YOUR OBJECTIVE >> In the data below, how many lines contain the string "weathered"? Give only the number.
-------- RECORD EXTRACTS --------
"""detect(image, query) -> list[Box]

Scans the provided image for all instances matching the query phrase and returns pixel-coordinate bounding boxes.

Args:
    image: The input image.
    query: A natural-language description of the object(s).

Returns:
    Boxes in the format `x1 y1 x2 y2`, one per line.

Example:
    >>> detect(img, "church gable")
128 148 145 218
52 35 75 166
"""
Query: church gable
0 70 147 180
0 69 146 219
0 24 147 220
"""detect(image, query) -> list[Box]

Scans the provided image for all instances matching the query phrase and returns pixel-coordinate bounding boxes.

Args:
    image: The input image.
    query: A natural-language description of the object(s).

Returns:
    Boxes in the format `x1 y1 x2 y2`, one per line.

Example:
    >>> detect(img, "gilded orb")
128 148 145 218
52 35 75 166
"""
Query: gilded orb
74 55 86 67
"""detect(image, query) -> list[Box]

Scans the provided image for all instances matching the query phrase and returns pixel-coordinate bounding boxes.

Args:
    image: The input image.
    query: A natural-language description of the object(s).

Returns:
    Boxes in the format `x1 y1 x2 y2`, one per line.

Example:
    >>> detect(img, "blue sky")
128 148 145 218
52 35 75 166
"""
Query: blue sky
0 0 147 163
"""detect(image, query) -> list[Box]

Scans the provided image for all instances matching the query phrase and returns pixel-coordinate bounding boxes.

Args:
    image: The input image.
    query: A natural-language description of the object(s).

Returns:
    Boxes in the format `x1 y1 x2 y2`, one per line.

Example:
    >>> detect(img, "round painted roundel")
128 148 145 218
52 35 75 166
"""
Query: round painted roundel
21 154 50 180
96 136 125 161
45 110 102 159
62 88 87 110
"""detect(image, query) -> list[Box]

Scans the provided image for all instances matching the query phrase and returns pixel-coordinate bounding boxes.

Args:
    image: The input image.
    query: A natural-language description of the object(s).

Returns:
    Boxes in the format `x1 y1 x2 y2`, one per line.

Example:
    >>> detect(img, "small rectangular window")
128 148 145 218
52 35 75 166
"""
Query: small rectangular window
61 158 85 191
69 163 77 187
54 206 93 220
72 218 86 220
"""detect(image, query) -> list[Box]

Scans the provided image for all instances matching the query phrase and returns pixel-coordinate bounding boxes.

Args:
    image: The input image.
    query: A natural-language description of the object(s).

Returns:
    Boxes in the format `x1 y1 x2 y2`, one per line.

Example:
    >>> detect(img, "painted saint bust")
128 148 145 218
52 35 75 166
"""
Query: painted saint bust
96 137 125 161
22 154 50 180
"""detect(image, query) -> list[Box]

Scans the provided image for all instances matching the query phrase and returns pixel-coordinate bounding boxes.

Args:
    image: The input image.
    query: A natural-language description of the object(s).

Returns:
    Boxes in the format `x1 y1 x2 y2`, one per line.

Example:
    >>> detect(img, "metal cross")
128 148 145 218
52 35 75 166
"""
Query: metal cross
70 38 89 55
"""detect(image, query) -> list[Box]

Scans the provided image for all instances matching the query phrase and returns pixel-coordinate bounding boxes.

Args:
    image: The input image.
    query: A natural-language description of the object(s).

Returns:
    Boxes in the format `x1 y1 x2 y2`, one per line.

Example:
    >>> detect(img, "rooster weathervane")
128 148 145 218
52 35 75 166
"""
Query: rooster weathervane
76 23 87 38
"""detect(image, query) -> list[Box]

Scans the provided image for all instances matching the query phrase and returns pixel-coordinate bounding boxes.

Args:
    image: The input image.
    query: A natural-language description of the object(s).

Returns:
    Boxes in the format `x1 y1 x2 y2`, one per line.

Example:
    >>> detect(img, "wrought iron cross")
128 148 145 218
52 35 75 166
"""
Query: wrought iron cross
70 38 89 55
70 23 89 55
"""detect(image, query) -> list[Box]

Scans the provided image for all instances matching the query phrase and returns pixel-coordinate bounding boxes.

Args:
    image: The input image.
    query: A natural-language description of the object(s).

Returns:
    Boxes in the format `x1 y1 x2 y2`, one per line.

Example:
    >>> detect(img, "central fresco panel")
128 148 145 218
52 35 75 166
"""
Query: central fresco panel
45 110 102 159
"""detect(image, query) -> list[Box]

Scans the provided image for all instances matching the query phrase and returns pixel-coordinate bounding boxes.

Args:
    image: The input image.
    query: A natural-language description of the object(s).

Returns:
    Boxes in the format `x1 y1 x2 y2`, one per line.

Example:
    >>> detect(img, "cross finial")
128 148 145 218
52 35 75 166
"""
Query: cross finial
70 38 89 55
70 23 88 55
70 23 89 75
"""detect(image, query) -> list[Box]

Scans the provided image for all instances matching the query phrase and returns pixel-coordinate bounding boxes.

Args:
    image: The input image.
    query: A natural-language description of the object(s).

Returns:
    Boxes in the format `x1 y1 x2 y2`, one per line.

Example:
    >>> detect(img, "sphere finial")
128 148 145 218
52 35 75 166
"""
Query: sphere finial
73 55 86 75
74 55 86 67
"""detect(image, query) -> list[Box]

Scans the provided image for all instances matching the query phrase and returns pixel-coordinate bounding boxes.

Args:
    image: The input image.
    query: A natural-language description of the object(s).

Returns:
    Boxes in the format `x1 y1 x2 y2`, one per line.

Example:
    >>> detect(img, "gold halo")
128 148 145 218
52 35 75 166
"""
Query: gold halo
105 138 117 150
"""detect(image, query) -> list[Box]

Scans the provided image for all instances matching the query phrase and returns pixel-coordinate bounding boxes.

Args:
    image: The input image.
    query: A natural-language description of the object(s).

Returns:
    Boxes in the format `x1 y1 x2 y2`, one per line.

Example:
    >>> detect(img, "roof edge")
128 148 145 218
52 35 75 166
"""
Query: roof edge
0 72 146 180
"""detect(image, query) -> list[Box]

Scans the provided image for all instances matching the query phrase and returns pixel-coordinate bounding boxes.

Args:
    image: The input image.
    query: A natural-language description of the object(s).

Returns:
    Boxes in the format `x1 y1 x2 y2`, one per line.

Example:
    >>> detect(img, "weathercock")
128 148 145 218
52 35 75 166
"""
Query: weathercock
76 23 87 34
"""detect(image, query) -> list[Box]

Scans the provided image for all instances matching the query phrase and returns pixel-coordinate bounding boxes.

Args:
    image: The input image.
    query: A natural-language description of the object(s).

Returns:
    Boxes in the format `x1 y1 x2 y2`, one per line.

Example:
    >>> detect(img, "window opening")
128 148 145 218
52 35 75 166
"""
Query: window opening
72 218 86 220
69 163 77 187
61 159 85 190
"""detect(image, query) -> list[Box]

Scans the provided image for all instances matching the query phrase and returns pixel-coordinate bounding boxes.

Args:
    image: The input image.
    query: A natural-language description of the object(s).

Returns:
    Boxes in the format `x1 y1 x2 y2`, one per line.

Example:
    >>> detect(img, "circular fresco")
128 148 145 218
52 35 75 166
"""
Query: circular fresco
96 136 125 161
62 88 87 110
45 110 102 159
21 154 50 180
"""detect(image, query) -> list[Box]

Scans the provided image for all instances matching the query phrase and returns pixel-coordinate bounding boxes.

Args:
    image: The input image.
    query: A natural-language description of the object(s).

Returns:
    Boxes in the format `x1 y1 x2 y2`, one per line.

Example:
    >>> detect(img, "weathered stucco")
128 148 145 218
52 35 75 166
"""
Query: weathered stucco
--------
SOLUTION TO THIS EXERCISE >> 2